Important: Kling/Veo image-to-video does NOT sync lip movement to external audio. The generated video has generic "talking" mouth motion that won't match your audio track.

For professional results, run clips through a lip sync tool:

Wav2Lip (recommended) -- Open-source, can run locally or via Replicate API
SadTalker -- Alternative with better head motion
Skip this step if using captions that draw attention away from lips, or for rough cuts

See references/video-generation.md for detailed lip sync workflow.

Workflow Phase 4: Post-Production

Goal: Assemble all clips into a final video with transitions, captions, and audio.

If Remotion Skill Is Available

Reference the remotion skill for assembly. The key remotion references for this workflow:

Task	Remotion Reference
Clip sequencing	`references/sequencing.md` — Use `<Series>` or `<TransitionSeries>`
Transitions	`references/transitions.md` — Cross-fade (0.5s) recommended for talking heads
Captions	`references/display-captions.md` — TikTok-style word highlighting
Caption generation	`references/transcribe-captions.md` — Whisper transcription from audio
Audio mixing	`references/audio.md` — Voice + background music layering
Clip trimming	`references/trimming.md` — Remove generation artifacts at clip edges

Composition setup for talking-head vertical video:

Width: 1080, Height: 1920 (9:16)
FPS: 30
Duration: sum of all clip durations

Jump cut coverage: Where clips transition poorly, use:

Cross-fade transitions (0.5s)
# # #
What width and height does the video workflow excerpt give for a talking-head vertical video composition?

» **Given records**:
# # #
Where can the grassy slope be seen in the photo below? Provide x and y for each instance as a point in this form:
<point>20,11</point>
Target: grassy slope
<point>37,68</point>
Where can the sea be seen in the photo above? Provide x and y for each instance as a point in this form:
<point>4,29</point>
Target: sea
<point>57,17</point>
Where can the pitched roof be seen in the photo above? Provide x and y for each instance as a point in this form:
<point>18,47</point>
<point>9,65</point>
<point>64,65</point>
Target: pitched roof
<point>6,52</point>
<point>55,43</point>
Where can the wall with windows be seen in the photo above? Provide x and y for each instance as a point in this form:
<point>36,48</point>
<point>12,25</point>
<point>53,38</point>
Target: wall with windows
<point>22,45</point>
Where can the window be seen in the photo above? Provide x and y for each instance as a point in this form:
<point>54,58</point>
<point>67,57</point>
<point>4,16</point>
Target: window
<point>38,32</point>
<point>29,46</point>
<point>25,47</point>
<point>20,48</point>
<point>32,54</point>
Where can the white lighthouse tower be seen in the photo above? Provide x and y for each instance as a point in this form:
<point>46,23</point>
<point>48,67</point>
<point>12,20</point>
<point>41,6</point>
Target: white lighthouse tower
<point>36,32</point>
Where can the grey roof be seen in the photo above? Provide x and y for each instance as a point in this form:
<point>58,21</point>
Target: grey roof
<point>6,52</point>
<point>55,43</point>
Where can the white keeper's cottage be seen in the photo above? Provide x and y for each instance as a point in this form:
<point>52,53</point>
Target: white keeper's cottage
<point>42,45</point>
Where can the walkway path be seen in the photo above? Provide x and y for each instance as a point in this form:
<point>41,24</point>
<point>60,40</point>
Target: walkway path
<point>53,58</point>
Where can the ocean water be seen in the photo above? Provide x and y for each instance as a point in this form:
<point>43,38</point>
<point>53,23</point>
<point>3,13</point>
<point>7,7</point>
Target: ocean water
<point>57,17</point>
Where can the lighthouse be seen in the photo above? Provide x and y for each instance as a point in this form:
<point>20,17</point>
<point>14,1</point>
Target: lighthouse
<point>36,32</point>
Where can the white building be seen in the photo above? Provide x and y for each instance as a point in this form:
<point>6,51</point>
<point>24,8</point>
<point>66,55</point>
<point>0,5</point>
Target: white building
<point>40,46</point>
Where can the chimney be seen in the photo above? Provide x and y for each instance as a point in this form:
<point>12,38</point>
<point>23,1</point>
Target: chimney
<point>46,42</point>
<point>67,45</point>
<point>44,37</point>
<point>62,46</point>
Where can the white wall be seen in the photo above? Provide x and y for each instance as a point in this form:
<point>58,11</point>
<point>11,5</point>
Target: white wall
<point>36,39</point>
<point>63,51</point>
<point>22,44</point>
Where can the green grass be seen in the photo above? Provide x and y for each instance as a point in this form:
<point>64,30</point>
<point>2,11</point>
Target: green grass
# # #
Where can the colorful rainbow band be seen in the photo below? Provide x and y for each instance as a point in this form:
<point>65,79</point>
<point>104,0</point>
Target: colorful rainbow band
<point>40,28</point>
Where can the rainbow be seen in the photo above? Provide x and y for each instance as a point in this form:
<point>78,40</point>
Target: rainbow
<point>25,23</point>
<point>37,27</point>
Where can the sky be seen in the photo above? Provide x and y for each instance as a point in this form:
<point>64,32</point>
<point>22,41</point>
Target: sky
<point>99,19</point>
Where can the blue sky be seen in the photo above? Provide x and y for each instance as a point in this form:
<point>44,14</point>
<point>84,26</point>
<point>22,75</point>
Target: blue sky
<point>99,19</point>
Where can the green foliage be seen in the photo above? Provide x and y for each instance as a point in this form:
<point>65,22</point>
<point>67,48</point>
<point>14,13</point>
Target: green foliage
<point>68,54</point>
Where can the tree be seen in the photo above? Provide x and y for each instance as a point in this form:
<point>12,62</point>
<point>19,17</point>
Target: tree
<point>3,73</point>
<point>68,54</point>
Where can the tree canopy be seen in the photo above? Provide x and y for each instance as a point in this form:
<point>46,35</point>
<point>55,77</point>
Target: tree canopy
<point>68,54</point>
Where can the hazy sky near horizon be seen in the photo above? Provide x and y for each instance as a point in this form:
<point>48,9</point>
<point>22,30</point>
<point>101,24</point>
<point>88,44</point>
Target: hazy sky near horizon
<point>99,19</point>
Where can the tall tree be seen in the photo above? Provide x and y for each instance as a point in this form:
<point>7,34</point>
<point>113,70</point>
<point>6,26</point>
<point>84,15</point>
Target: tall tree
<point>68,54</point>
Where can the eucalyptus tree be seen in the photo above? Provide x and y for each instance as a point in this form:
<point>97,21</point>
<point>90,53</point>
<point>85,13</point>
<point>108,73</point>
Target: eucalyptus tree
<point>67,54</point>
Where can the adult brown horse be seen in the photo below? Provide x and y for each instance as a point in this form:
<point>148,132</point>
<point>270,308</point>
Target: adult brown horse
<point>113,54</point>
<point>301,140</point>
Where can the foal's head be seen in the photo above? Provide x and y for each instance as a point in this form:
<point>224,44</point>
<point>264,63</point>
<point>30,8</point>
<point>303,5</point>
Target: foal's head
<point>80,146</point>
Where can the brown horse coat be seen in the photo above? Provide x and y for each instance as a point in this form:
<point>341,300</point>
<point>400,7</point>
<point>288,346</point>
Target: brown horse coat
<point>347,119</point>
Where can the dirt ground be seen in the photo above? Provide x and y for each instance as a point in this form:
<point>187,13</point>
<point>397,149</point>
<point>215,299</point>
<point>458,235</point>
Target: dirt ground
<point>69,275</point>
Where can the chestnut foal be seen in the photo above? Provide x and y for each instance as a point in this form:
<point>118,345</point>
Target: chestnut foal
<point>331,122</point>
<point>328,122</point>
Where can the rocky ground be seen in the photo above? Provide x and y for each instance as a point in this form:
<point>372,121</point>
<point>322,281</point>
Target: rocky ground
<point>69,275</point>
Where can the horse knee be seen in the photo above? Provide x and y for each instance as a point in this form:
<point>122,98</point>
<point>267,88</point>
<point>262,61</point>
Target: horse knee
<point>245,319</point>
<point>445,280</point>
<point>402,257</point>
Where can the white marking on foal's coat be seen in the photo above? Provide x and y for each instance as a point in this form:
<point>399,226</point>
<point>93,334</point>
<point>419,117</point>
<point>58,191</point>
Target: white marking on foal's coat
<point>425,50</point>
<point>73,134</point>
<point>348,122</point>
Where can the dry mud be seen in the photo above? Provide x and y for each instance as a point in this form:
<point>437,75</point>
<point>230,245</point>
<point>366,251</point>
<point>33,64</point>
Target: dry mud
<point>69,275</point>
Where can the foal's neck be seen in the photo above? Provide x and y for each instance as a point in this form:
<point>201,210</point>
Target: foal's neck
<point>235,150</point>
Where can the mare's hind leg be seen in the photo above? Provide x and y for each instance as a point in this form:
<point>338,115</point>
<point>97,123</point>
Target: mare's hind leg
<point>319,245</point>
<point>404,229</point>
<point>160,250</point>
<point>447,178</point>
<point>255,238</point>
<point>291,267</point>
# # #
» **Answer to the task**: A width of 1080 and a height of 1920 (9:16).